- _REQUIRED WORK_:
Output the records from the line with "Identify white sneaker." to the line with "930 789 997 826", both included, as a two-column CSV with the headers input and output. Give one row per record, with its text under input and its answer under output, each in a single quoted field with line breaks replaced by spaces.

-- start GIVEN RECORDS --

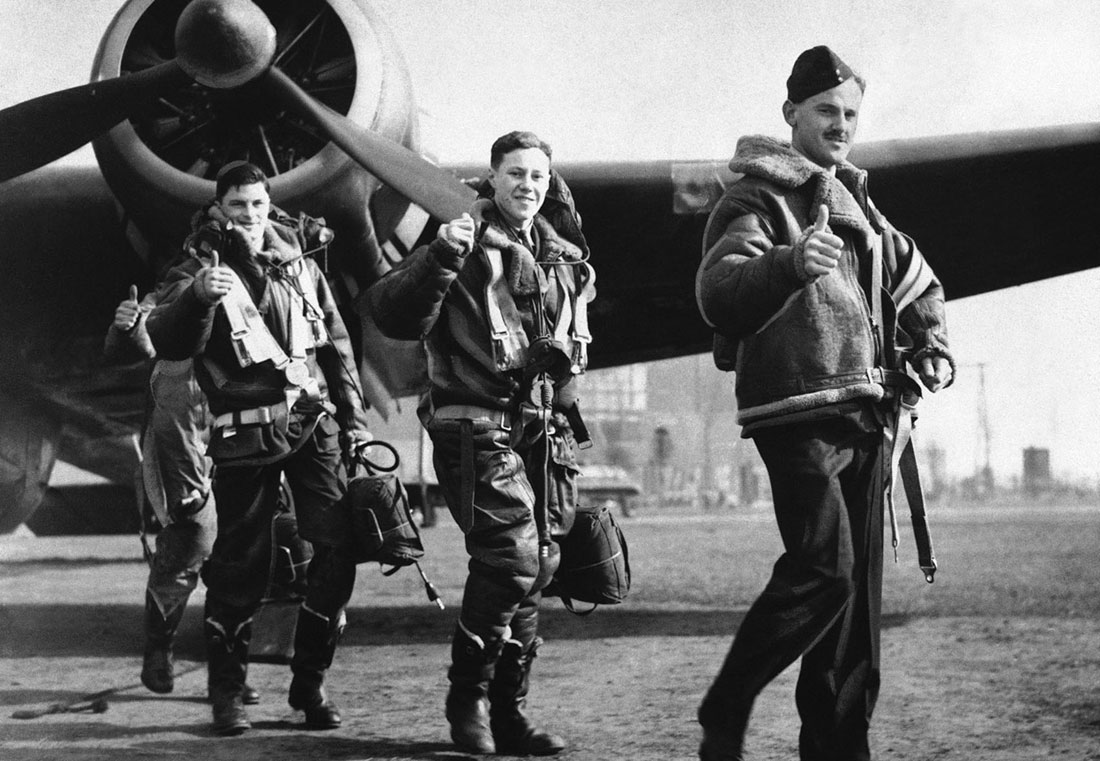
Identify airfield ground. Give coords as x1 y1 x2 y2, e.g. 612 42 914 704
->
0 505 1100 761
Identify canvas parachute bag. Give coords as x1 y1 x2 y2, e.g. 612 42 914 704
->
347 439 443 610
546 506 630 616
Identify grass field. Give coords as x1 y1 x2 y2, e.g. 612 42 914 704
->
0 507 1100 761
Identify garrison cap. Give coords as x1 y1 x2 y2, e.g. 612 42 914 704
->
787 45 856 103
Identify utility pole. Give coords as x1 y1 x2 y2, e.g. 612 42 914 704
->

-- end GIVEN RECORDS --
-- start GIVEN RECORDS --

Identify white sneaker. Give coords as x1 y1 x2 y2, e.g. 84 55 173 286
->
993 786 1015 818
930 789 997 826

-- end GIVEN RECORDS --
-- start GIVEN RECORDS --

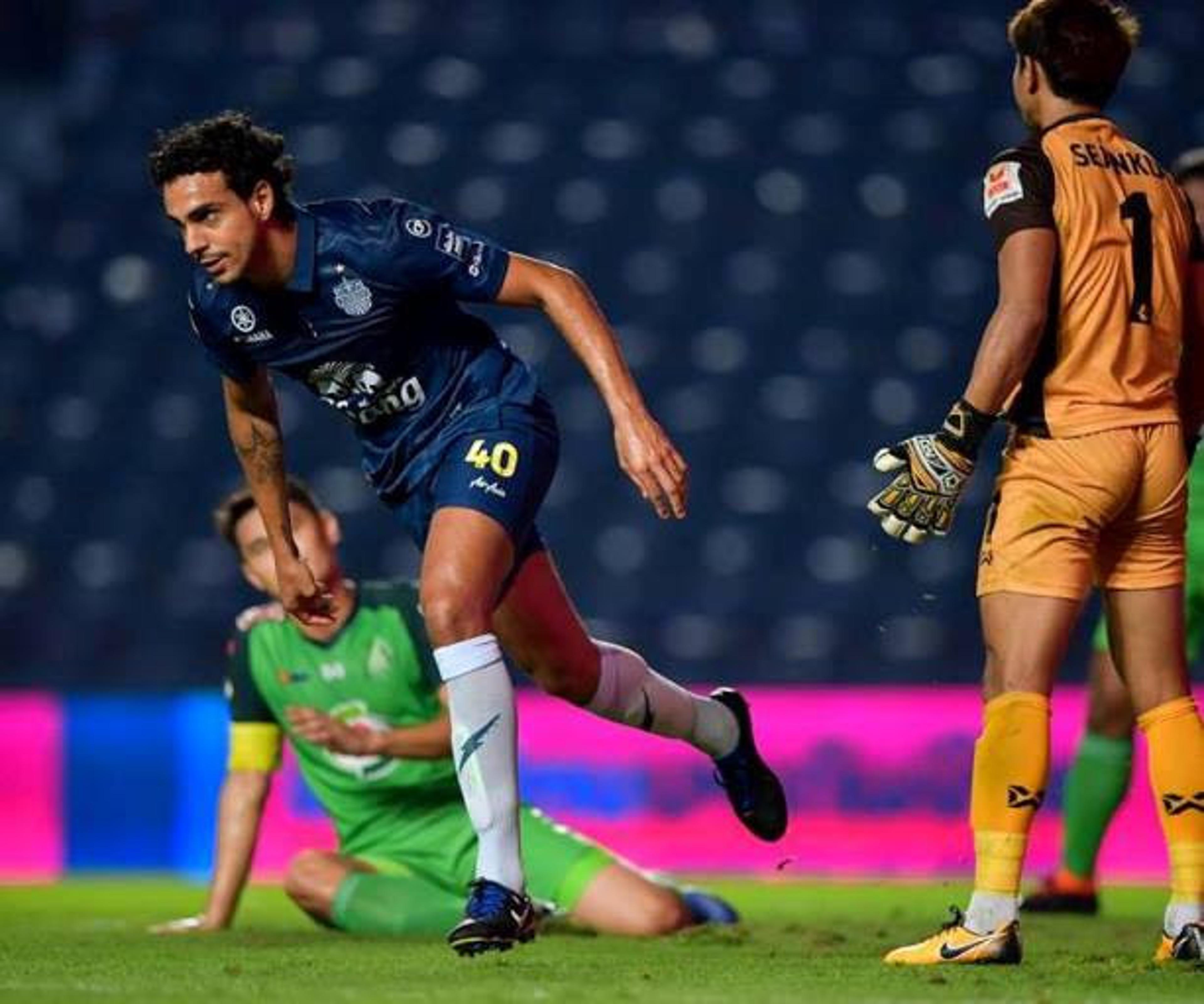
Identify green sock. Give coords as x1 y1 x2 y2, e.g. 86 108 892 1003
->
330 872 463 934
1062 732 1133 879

-- end GIVEN RECORDS --

- _SOLUTION FOR THIS TASK_:
input,output
"Identify white sneaker. Give coords as x1 y1 x2 y2, e.g. 84 55 173 286 ->","993 786 1015 818 930 789 997 826"